Our Observatory has published many articles of the objective differences in the brain between males and females showing that it is not a mere matter of different behaviors (read HERE).
We said in a previous special report, “For decades, scientists have analyzed the brains of both sexes in an attempt to define different traits that might explain this variability. The simple observation of anatomical differences was, until recently, the only evidence to ascertain the causes of sex-differentiated behavior. However, new neuroimaging techniques, which provide valuable information on the functioning of our brain beyond its structure, and even the way in which the neural networks that form it are connected, are bringing a new perspective to explain the bases of these differences.”
In this respect a recent article published in Nature – Scientific reports makes a new approach in sex differences in human cognition. In accord with the authors, “There is a growing interest in sex differences in human and animal cognition. However, empirical evidence supporting behavioral and neural sex differences in humans remains sparse […] the study offers a robust and naturalistic empirical framework to visuo-oculo-manual motor track (visuomotor tracking) in a large group of human participants that consist of tracking with the hand a target moving unpredictably.”

SOURCE DATA:
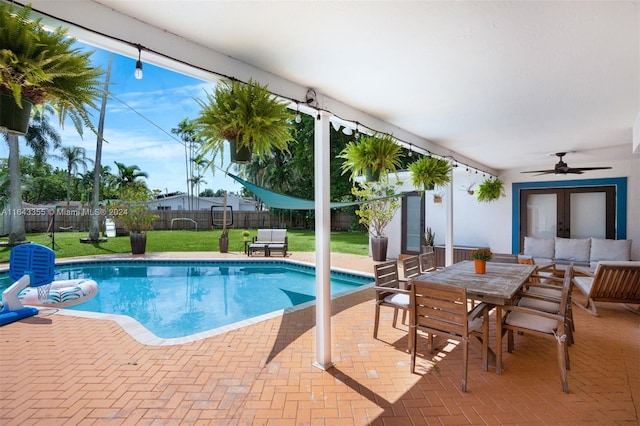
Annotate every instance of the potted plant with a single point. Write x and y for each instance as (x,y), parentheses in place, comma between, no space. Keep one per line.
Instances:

TASK SET:
[1] Copy the passage on brain differences between the sexes word for word, from "Our Observatory has" to "behaviors (read HERE).".
[2] In the passage on brain differences between the sexes, what did the participants in the recent study track with the hand?

ANSWERS:
[1]
Our Observatory has published many articles of the objective differences in the brain between males and females showing that it is not a mere matter of different behaviors (read HERE).

[2] They tracked a target moving unpredictably.